RECORDED DATA =

····················

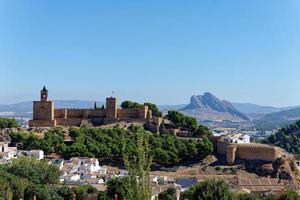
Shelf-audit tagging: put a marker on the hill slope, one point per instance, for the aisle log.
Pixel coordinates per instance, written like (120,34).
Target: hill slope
(24,109)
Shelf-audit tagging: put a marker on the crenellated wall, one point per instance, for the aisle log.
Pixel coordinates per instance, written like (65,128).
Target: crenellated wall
(44,114)
(250,151)
(128,112)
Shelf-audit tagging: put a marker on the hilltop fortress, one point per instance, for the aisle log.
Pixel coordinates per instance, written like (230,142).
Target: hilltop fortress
(245,151)
(46,115)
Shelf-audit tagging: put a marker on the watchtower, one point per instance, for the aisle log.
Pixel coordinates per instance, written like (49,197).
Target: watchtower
(43,111)
(44,94)
(111,108)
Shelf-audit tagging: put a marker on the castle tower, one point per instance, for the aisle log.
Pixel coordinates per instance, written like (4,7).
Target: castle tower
(111,108)
(44,94)
(43,111)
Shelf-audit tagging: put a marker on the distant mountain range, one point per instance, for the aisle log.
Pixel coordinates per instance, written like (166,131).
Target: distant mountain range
(24,109)
(208,107)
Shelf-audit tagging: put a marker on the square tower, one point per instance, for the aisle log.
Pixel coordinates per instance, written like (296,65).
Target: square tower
(43,111)
(111,108)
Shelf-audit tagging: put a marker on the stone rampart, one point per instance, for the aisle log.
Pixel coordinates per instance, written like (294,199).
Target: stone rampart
(128,112)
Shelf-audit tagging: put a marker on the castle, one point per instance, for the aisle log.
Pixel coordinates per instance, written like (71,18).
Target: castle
(245,151)
(46,115)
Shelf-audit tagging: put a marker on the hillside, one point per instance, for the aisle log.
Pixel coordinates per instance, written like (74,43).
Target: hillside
(287,138)
(208,107)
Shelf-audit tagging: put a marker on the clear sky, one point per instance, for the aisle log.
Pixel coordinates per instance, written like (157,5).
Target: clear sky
(157,51)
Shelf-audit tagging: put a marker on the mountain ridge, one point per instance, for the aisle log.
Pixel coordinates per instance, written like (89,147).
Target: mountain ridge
(209,107)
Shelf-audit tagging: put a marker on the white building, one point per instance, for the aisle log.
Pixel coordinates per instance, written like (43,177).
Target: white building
(237,138)
(38,154)
(86,168)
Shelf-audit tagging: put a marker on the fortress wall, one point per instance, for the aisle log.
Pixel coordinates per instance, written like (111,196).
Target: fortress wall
(214,140)
(76,113)
(131,120)
(42,123)
(68,122)
(231,150)
(128,112)
(143,112)
(221,147)
(256,152)
(99,113)
(60,113)
(43,110)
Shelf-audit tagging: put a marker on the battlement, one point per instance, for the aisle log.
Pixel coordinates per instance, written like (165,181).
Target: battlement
(46,115)
(249,151)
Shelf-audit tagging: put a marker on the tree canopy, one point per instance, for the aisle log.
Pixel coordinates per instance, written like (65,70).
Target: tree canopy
(107,144)
(8,123)
(188,123)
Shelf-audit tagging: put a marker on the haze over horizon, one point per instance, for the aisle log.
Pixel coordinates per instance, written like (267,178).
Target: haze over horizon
(161,52)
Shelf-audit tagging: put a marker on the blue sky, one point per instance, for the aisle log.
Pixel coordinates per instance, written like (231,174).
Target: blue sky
(157,51)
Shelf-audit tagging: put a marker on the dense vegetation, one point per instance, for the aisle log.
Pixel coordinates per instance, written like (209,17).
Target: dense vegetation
(188,123)
(8,123)
(151,106)
(287,138)
(112,144)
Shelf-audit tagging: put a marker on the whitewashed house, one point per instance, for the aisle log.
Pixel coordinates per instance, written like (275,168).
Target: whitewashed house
(237,138)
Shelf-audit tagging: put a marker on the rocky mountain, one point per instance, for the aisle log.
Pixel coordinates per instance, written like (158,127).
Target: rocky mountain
(208,107)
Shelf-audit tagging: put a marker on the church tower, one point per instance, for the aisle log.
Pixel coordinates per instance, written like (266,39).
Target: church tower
(43,111)
(44,94)
(111,108)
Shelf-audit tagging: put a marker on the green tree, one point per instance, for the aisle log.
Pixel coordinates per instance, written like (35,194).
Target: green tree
(138,166)
(211,190)
(5,190)
(169,194)
(154,109)
(41,192)
(8,123)
(290,195)
(36,171)
(119,186)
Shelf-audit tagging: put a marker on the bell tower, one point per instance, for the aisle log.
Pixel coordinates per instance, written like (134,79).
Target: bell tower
(44,94)
(43,111)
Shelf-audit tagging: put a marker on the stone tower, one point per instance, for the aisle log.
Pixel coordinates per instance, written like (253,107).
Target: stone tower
(44,94)
(111,108)
(43,111)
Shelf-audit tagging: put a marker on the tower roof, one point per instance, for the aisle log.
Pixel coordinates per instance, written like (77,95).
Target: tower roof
(44,89)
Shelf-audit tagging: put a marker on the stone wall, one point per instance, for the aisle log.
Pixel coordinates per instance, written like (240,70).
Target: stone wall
(60,113)
(251,151)
(44,114)
(43,110)
(128,112)
(256,152)
(98,113)
(42,123)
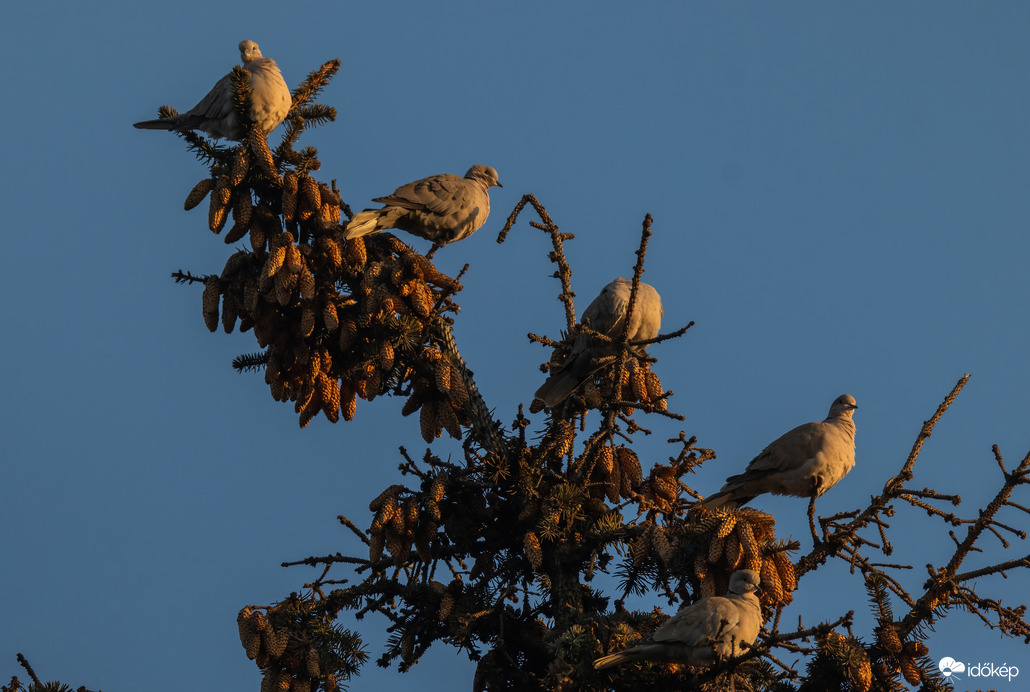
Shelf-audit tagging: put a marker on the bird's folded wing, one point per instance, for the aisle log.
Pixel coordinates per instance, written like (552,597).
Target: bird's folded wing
(218,102)
(791,450)
(607,312)
(445,194)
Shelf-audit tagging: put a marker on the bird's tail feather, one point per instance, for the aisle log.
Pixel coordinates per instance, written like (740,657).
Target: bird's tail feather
(721,500)
(159,124)
(611,659)
(557,387)
(371,220)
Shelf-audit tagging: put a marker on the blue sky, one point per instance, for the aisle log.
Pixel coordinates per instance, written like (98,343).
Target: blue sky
(838,193)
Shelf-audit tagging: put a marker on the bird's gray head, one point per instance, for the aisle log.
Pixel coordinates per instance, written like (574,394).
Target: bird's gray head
(484,174)
(843,406)
(249,50)
(744,581)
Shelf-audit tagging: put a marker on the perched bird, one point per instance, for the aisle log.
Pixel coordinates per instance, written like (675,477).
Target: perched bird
(804,462)
(214,114)
(607,314)
(716,627)
(442,208)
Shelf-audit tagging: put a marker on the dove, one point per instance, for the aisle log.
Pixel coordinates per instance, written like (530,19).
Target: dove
(804,462)
(607,314)
(441,208)
(716,627)
(270,101)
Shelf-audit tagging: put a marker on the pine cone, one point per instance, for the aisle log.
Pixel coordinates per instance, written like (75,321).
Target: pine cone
(198,194)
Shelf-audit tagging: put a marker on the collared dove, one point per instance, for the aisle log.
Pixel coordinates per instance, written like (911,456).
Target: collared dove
(804,462)
(716,627)
(442,208)
(607,314)
(214,114)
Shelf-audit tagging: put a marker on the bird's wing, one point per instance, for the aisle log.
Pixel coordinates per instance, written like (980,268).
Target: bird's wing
(700,623)
(789,451)
(444,194)
(607,313)
(216,105)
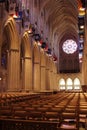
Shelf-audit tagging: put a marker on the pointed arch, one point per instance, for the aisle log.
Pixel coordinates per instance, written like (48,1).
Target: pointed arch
(11,31)
(11,39)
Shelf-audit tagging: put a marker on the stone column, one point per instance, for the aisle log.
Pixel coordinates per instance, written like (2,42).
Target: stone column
(27,74)
(43,78)
(13,70)
(37,76)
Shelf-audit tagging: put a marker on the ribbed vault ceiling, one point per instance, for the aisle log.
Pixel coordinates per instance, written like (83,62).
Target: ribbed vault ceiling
(62,15)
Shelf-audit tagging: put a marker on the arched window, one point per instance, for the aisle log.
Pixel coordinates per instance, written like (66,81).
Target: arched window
(62,84)
(69,84)
(77,84)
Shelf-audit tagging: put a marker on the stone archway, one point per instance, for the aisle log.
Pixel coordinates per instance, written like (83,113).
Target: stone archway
(26,63)
(10,35)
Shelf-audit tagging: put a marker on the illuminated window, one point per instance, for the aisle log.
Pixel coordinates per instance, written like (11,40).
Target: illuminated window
(69,84)
(69,46)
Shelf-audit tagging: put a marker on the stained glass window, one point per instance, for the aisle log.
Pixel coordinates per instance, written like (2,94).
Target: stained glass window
(69,46)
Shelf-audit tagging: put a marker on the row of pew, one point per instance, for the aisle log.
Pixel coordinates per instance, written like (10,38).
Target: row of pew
(59,111)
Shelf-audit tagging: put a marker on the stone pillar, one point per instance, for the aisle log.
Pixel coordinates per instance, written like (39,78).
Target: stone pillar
(47,74)
(27,74)
(43,78)
(43,70)
(13,70)
(37,76)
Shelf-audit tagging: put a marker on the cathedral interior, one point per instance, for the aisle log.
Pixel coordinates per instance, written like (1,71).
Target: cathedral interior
(43,64)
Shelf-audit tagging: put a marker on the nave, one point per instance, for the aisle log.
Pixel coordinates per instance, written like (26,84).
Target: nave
(43,111)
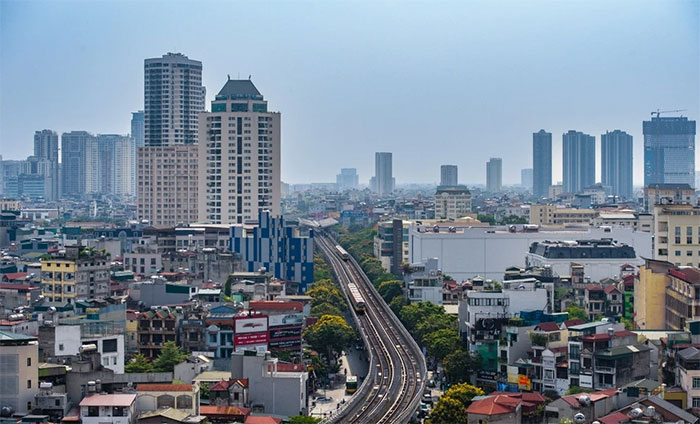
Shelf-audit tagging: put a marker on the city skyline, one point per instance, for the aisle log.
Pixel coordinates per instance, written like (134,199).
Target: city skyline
(674,68)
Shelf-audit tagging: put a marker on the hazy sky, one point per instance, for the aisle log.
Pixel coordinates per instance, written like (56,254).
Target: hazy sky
(433,82)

····················

WORK REQUEST = Every line from the one with "Target: stone pillar" to the end of the records above should be restated word for word, and no picture belongs in the copy.

OUTPUT OF THE TASK =
Target: stone pillar
(47,74)
(27,74)
(43,78)
(43,70)
(13,70)
(37,76)
Shelf-audit tagging: put a marker on the cathedral interior, one point per instance, for the aisle log.
Pixel coordinates per instance, written like (1,71).
Target: cathedral interior
(43,64)
Shelf-audit tagging: put a marker on the nave, one point per instance, for the aisle log.
Pixel coordinates per instance, written like (26,84).
Target: nave
(43,111)
Shelf-audit tagging: put a marker on the city skyline, one point per instance, for the aisle log.
Pixel coordinates per instance, written like (134,199).
Target: city skyline
(674,68)
Shelf-audit tagging: put a marker on the hazy sky, one point per instance, for the aisle log.
Pixel coordinates per instance, written like (56,254).
Target: hazy sky
(433,82)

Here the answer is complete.